### Письменное задание A
Повторите без изменений часть фрагмента о Пушкине, начиная со слов «Смысл своего творчества» и далее вплоть до слов «2, стр. XVI).».

Эта же мысль обнаруживается и в письме Александра Карамзина своему брату: «Говорили, что Пушкин умер давно для поэзии. Однако же нашлись у него многие поэмы и мелкие стихотворения. <...> В последних же произведениях его поражает особенно могучая зрелость таланта, сила выражений и обилие великих, глубоких мыслей, высказанных с прекрасной, свойственной ему простотою; читая их, поневоле дрожь пробегает, и на каждом стихе задумываешься и чуешь гения. В целой поэме не встречается ни одного лишнего, малоговорящего стиха!!! Плачь, мое бедное отечество! Не скоро родишь ты такого сына! На рождении Пушкина ты истощилось!»
(Карамзин А. Н. — Карамзину А. Н., 13 марта 1837 г.) (Пушкин в письмах Карамзиных..., с. 192).
Как известно, Пушкин любил краткость. Требование краткости продиктовало в данном случае изложение трех моментов:
- непревзойденность поэтическо-прозаического наследия гениальной личности;
- издание принципиально нового журнала «Современник»;
- мужественно-величественная кончина великого духом человека.
Смысл своего творчества Пушкин определил сам:
«Я памятник воздвиг себе нерукотворный», <...> «Вознесся выше он главою непокорной Александрийского столпа». Настоящего поэта, имея в виду и себя, Пушкин оценивает выше императорского столпа и даже повторяет библейские слова Христа о нерукотворности великого духовного наследия. Подлинный поэт должен быть великой индивидуальной личностью, а она многогранна. И если пишущие современники часто проявляли себя в одном аспекте, одни из которых замыкались на требовании вольнолюбивых стихов, другие — на сугубо прагматических, третьи — на идее невыразимости окружающего мира, то Пушкин предстает как поэт полифункциональный:
Меж ними все рождало споры И к размышлению влекло, Племен минувших договоры, Плоды наук, добро и зло (гл. 2, стр. XVI).

### Записи к заданию
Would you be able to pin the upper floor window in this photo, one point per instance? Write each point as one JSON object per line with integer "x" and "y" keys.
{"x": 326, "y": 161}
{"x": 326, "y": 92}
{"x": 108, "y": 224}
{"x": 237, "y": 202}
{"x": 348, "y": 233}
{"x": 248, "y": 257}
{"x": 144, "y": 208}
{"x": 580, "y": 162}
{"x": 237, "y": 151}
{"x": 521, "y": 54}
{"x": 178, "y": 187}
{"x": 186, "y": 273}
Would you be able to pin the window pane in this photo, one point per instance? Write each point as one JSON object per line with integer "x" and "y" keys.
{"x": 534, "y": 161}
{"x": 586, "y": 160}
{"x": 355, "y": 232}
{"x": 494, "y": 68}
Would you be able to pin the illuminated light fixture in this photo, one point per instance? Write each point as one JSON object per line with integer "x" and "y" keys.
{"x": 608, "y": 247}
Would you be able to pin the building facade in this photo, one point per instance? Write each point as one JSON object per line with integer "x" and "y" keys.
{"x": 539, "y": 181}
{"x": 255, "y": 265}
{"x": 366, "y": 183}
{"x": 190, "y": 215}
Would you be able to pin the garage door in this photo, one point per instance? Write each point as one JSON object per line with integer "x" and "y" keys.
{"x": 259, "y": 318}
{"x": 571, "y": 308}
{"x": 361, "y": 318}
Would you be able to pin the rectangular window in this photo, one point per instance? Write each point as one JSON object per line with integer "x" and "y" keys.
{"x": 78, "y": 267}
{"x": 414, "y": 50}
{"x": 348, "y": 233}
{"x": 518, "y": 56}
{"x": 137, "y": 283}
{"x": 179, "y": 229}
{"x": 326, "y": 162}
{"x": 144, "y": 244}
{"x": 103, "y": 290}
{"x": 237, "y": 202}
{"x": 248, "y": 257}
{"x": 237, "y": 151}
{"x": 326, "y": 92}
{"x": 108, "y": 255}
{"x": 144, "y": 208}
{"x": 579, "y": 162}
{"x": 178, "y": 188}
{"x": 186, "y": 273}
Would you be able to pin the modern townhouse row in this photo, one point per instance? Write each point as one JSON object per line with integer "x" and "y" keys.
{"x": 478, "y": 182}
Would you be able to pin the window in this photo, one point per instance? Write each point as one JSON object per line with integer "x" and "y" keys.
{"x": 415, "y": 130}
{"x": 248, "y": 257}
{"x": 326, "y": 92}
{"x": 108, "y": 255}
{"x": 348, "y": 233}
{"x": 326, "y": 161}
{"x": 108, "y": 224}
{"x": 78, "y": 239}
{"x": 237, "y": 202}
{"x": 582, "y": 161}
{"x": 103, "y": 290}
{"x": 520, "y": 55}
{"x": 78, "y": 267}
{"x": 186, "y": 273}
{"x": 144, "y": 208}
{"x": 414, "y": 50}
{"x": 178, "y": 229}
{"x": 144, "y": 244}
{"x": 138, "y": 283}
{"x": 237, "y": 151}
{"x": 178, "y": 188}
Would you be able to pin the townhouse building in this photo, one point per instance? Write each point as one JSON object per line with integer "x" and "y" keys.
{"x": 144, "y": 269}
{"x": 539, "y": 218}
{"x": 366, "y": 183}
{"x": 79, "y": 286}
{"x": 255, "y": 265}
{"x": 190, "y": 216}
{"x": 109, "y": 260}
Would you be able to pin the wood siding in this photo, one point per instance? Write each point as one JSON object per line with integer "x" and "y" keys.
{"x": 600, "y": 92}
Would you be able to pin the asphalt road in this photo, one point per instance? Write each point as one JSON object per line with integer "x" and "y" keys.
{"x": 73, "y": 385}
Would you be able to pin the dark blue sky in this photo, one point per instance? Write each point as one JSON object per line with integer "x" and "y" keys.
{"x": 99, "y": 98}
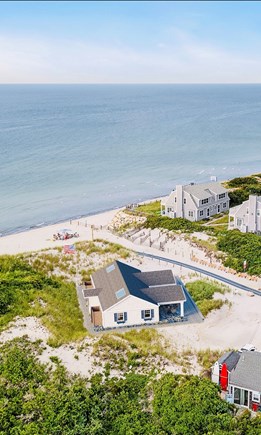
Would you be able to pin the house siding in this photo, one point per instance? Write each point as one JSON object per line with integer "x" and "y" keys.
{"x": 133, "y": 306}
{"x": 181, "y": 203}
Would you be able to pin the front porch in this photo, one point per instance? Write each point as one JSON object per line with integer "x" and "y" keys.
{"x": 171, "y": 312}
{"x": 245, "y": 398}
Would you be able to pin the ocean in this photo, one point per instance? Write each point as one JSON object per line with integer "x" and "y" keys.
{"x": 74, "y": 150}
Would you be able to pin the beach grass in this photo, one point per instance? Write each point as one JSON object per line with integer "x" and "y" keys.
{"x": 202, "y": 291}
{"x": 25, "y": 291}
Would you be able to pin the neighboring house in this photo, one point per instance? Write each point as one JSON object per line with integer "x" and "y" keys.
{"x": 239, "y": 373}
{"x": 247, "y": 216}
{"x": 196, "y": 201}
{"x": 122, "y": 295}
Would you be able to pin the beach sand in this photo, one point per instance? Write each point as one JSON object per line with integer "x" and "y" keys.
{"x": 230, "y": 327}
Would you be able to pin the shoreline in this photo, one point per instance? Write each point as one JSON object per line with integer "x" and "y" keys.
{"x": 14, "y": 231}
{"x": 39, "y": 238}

* * *

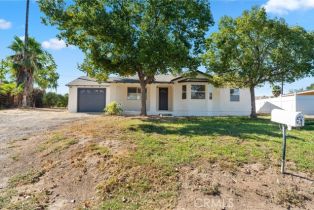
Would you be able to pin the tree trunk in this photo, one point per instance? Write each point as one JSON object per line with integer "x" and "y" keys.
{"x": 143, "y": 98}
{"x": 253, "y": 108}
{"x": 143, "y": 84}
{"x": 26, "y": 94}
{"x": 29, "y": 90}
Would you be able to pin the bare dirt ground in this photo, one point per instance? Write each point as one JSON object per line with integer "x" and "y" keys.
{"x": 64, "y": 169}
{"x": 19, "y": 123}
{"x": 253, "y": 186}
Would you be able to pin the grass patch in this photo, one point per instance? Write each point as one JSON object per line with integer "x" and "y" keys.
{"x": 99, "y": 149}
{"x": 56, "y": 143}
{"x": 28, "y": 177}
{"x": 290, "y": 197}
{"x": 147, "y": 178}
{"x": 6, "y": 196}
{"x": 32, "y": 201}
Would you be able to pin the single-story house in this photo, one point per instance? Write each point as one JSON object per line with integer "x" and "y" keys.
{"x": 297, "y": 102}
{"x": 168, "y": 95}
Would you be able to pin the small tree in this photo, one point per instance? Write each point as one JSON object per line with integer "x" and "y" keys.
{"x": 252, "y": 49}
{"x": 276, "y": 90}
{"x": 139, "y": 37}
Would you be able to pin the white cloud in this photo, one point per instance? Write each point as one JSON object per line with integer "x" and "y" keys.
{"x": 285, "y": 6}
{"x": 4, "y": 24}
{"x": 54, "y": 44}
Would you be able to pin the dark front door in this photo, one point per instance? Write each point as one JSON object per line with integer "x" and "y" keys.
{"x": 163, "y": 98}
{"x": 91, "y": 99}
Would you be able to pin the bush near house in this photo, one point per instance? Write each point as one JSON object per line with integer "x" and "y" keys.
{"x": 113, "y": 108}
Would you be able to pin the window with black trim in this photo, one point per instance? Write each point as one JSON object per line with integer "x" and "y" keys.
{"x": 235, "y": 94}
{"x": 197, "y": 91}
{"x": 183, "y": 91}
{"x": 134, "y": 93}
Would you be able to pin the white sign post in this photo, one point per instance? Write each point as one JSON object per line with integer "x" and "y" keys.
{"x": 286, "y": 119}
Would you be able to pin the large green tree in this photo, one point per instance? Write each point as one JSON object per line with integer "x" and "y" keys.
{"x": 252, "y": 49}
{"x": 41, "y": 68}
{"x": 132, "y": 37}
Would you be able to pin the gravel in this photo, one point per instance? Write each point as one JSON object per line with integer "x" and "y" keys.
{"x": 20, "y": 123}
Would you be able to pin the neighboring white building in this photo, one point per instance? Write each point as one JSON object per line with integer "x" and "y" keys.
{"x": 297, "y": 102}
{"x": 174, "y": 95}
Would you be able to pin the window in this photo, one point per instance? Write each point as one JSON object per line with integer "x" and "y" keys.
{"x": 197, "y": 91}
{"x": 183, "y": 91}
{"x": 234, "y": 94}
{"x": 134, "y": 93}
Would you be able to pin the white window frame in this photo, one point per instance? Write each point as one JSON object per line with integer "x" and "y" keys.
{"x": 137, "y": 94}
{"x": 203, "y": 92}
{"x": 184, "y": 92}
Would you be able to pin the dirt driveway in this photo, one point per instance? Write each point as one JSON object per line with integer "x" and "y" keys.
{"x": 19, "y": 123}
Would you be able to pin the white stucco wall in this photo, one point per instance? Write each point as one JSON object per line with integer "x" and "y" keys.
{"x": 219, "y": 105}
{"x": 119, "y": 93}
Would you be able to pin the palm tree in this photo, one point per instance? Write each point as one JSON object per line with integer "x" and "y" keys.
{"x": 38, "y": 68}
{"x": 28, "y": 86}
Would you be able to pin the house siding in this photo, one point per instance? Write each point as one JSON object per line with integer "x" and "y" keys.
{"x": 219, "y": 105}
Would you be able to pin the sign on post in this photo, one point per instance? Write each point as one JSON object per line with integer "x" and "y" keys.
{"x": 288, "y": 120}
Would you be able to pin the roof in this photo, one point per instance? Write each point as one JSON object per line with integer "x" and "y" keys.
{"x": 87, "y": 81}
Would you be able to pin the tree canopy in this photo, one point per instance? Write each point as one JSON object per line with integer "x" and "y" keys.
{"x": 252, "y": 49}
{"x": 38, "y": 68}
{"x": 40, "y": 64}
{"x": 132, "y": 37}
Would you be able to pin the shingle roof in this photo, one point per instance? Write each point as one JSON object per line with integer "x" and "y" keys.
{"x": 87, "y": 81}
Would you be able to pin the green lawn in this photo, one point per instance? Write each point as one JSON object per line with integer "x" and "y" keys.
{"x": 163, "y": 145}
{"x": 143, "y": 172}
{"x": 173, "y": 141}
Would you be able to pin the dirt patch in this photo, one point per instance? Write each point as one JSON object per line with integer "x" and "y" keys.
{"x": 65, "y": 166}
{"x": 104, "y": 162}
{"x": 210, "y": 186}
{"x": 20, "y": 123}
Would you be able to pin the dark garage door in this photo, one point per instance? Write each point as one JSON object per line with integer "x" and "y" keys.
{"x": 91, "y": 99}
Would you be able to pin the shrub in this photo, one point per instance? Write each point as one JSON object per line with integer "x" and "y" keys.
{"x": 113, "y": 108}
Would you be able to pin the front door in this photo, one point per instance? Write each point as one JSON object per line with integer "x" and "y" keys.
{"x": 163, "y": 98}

### Письменное задание B
Верните каждую строку из записей выше, в которой встречается слово «grass». Регистр букв учитывается.

### Правильный ответ A
Смысл своего творчества Пушкин определил сам:
«Я памятник воздвиг себе нерукотворный», <...> «Вознесся выше он главою непокорной Александрийского столпа». Настоящего поэта, имея в виду и себя, Пушкин оценивает выше императорского столпа и даже повторяет библейские слова Христа о нерукотворности великого духовного наследия. Подлинный поэт должен быть великой индивидуальной личностью, а она многогранна. И если пишущие современники часто проявляли себя в одном аспекте, одни из которых замыкались на требовании вольнолюбивых стихов, другие — на сугубо прагматических, третьи — на идее невыразимости окружающего мира, то Пушкин предстает как поэт полифункциональный:
Меж ними все рождало споры И к размышлению влекло, Племен минувших договоры, Плоды наук, добро и зло (гл. 2, стр. XVI).

### Правильный ответ B
Would you be able to pin the beach grass in this photo, one point per instance? Write each point as one JSON object per line with integer "x" and "y" keys.
Would you be able to pin the grass patch in this photo, one point per instance? Write each point as one JSON object per line with integer "x" and "y" keys.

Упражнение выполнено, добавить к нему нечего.